**Problem requirements**
Copy the data that follows, character for character, minus the pictures.
• • • • •
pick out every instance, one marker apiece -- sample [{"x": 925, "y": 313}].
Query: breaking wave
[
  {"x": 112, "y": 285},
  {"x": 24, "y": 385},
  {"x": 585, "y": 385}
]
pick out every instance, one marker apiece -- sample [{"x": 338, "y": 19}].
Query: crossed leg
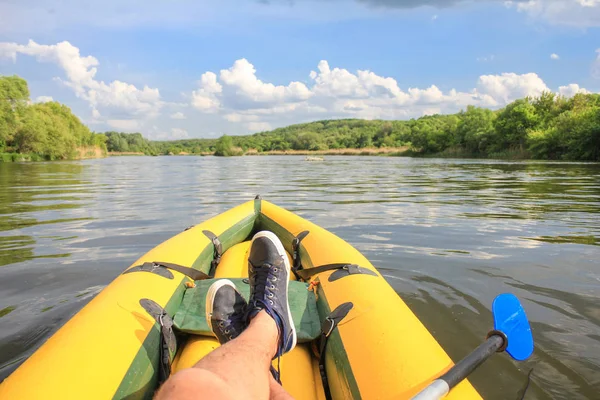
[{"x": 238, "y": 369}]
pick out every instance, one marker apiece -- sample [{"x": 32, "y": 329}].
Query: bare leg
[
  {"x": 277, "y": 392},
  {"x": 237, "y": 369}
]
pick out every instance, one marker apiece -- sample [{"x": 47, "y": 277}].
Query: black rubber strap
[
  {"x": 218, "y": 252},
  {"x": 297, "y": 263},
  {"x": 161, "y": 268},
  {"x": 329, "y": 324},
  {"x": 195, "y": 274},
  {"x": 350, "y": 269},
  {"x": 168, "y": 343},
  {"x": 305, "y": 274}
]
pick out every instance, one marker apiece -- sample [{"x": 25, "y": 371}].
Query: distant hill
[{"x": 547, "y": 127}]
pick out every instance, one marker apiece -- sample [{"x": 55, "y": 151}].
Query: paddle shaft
• • • • •
**Response**
pick out every instance, one marker apiece -- sample [{"x": 925, "y": 313}].
Query: breaking wave
[
  {"x": 112, "y": 285},
  {"x": 24, "y": 385},
  {"x": 585, "y": 385}
]
pick out every instance, one marker apiece -- sample [{"x": 338, "y": 19}].
Query: crossed leg
[{"x": 238, "y": 369}]
pick out every instance, one marker apiece -- sample [{"x": 32, "y": 329}].
Query: bare leg
[
  {"x": 277, "y": 392},
  {"x": 237, "y": 369}
]
pick out every instance, one marker apiece -- sample [{"x": 47, "y": 277}].
Query: black rubber strap
[
  {"x": 218, "y": 252},
  {"x": 297, "y": 263},
  {"x": 161, "y": 268},
  {"x": 329, "y": 324},
  {"x": 195, "y": 274},
  {"x": 350, "y": 269},
  {"x": 168, "y": 343},
  {"x": 305, "y": 274}
]
pick out every instance, one marker apiece -- sample [{"x": 25, "y": 371}].
Query: distant hill
[{"x": 547, "y": 127}]
pick out every instance, one marker apiece -- sample [{"x": 55, "y": 151}].
Query: paddle shaft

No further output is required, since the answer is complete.